WHAT TO WORK ON = Exactly the lines from the one containing "wooden table leg" through the end of the data below are to be reproduced, and nothing besides them.

RECORDS TO USE =
□ □ □ □ □
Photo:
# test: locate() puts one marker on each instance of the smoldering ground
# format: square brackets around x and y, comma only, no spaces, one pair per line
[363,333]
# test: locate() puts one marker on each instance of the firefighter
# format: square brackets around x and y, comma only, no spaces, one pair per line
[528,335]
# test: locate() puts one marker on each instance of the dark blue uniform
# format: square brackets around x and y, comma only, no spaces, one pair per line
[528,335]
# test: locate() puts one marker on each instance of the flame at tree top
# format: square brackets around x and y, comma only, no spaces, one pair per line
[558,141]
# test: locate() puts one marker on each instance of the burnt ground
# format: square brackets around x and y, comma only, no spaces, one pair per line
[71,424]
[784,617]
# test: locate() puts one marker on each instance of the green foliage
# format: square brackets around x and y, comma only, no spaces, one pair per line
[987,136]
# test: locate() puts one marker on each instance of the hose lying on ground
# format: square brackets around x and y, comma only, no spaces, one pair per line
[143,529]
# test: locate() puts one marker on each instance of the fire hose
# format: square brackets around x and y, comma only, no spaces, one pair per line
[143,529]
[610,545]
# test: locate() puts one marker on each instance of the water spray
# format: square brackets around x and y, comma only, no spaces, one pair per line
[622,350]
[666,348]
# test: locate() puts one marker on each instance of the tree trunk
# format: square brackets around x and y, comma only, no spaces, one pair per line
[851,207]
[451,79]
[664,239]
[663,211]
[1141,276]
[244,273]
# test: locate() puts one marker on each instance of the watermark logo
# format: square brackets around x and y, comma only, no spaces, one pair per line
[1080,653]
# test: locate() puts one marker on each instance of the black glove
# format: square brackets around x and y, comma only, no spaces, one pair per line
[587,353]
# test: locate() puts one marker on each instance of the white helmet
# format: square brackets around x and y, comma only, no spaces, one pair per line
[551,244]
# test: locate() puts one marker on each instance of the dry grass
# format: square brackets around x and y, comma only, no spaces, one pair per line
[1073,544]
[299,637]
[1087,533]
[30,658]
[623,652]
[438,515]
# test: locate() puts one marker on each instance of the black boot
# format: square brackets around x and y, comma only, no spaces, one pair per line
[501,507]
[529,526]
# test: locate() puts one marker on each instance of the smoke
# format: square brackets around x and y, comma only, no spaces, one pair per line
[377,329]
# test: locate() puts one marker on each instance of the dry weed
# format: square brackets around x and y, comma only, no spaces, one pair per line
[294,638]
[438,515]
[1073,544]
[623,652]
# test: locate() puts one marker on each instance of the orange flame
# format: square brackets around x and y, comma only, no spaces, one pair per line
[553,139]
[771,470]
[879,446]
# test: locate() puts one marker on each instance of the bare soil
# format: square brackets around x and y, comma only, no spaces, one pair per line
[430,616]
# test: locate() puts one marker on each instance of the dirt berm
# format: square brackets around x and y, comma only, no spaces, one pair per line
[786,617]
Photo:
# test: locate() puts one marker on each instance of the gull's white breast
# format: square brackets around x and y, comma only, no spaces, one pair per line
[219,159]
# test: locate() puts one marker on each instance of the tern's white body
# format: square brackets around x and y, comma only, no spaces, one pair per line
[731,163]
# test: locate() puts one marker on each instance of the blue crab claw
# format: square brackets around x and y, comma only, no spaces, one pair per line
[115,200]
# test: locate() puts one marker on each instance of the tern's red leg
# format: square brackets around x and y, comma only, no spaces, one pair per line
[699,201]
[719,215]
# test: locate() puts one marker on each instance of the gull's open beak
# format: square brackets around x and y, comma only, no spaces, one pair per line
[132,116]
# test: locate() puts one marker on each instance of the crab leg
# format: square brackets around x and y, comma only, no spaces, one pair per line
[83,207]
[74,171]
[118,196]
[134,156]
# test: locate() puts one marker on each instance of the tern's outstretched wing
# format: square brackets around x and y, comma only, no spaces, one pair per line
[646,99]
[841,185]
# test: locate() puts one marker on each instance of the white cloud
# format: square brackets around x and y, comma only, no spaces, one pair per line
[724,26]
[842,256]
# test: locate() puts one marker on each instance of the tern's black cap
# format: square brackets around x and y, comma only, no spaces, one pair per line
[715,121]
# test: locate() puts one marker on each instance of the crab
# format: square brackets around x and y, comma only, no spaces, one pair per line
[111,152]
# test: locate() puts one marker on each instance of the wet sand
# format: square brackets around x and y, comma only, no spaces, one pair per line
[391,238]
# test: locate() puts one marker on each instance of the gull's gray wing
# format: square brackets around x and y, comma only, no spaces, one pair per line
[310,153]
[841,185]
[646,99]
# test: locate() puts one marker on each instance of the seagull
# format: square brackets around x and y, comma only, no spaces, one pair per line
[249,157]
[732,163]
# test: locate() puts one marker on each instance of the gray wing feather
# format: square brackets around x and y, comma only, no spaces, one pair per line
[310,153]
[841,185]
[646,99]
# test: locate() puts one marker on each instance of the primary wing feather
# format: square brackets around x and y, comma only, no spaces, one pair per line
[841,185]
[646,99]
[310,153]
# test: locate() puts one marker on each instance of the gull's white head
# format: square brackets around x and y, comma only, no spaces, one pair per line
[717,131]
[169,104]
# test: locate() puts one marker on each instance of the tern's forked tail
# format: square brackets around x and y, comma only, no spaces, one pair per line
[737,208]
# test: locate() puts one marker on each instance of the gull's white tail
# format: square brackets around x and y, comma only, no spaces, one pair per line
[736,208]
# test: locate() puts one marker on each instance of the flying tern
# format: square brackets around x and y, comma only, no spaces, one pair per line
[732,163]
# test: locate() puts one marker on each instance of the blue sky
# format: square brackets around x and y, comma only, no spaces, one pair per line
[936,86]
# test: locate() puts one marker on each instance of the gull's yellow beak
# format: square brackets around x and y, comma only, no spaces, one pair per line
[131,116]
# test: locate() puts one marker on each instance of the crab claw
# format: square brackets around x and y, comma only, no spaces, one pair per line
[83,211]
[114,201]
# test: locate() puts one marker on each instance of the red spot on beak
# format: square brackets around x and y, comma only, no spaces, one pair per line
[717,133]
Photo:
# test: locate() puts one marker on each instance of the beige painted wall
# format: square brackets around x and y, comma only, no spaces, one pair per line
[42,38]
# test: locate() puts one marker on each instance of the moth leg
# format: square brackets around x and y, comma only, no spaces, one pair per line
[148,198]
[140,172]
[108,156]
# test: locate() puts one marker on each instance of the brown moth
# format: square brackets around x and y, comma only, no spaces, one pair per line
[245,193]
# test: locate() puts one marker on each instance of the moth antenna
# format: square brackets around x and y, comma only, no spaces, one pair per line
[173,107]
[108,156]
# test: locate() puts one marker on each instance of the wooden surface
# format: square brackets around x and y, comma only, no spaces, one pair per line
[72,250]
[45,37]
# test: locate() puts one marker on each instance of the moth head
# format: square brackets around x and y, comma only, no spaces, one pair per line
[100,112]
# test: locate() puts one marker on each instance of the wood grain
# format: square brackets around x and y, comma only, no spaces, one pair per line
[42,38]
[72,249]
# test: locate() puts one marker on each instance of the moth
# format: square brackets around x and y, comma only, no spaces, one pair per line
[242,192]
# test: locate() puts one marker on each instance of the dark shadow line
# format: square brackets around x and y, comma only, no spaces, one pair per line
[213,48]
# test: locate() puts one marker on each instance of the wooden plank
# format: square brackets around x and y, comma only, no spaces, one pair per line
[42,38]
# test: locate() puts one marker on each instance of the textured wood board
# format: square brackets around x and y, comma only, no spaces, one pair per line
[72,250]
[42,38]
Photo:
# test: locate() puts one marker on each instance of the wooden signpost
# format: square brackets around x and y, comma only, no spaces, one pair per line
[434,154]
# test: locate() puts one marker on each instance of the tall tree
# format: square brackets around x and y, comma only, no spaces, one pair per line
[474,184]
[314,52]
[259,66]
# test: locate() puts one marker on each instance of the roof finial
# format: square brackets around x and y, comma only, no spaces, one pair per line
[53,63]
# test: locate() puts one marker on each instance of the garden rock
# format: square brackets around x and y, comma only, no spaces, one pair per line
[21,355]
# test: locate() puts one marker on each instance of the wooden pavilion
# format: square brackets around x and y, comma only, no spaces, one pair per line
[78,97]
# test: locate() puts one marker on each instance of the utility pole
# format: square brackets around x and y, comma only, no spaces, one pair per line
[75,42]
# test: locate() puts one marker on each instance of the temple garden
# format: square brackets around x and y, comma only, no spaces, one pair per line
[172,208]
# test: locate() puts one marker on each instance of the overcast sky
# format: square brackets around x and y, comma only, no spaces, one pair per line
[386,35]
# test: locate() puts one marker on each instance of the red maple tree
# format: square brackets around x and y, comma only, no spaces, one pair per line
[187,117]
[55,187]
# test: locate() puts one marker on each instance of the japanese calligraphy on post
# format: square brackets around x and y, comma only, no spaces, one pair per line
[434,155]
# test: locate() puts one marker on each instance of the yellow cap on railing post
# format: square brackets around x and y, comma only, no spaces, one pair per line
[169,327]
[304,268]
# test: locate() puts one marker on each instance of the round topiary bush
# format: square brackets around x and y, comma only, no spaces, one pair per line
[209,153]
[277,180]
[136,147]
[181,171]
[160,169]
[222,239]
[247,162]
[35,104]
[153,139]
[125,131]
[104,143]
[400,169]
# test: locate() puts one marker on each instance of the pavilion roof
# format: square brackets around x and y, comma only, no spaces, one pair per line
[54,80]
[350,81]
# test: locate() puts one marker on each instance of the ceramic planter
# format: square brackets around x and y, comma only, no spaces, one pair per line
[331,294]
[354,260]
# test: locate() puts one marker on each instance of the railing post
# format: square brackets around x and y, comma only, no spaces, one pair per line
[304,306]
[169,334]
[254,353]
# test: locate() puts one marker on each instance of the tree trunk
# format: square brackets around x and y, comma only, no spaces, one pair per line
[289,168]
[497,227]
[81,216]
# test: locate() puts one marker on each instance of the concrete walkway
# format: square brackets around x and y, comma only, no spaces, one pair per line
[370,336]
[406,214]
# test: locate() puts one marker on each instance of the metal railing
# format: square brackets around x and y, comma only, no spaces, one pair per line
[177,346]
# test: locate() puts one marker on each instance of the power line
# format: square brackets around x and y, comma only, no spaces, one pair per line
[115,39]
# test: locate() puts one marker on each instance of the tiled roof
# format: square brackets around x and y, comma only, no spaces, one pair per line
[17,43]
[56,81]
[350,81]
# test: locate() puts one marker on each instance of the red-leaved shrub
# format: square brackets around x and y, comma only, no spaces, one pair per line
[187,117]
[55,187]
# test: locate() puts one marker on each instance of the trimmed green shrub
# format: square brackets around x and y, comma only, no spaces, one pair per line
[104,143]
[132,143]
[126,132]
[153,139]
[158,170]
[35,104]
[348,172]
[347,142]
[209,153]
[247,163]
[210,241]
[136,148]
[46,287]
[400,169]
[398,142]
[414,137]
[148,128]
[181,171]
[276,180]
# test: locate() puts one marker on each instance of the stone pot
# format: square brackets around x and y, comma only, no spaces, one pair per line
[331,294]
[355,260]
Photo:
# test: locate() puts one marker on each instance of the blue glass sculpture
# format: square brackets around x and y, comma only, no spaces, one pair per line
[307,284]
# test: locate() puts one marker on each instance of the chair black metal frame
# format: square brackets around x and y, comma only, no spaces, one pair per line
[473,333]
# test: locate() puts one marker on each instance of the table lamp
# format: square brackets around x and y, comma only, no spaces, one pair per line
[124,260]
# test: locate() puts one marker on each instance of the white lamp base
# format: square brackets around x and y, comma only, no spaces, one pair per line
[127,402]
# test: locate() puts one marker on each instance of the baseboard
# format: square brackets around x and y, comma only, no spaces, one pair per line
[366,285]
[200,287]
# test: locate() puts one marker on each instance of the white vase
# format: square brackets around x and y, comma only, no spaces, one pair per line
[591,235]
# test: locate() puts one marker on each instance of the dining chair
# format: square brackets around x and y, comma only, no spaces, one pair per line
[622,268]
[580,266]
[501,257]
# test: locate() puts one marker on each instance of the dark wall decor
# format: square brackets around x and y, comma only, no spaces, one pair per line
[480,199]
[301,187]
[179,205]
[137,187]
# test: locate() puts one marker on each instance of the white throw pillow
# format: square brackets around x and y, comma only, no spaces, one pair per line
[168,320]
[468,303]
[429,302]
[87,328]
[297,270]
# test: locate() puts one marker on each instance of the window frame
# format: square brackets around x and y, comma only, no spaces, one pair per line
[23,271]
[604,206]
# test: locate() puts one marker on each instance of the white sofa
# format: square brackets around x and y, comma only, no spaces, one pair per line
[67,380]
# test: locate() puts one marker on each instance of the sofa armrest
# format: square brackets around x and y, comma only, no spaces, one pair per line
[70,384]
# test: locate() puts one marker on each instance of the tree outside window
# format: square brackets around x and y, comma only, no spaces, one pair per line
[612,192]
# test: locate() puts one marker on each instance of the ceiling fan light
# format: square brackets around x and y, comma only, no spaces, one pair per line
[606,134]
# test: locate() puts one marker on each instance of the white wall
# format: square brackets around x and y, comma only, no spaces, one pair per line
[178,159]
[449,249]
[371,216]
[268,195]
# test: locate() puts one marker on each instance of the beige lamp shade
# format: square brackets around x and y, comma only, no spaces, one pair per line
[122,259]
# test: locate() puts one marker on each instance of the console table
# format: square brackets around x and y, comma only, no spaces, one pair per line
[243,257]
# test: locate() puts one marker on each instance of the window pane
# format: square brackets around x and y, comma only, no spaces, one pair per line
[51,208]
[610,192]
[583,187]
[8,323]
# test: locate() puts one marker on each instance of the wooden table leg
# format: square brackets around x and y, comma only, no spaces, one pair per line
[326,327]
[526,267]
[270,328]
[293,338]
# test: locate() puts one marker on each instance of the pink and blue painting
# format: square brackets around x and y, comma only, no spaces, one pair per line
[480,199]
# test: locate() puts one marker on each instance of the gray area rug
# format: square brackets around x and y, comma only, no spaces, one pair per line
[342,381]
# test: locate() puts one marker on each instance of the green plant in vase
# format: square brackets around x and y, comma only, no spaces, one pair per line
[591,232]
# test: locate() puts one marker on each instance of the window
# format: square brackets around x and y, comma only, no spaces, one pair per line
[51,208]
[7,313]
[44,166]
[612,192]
□ □ □ □ □
EXPECTED ANSWER =
# test: locate() puts one marker on each instance of the wooden table leg
# format: square brackets around x and y, comma only, no spaces, one pair per line
[326,327]
[526,267]
[270,328]
[293,338]
# test: locate() puts one marker on each instance of the pink and blue painting
# format: square brackets around x and y, comma only, no spaces, one pair per line
[480,199]
# test: locate() puts one marker on each instance of the gray area rug
# format: square brackets around x and y, comma only, no spaces, one pair per line
[342,381]
# test: locate() puts one marker on each instance of the green plant in vase
# format: square brackets around x and y, comma only, no spaces, one pair per line
[591,232]
# test: locate() puts one marker on each instance of the window
# format: square brackets around x and y, comma only, no spaces, one pair per line
[51,208]
[7,313]
[44,166]
[612,192]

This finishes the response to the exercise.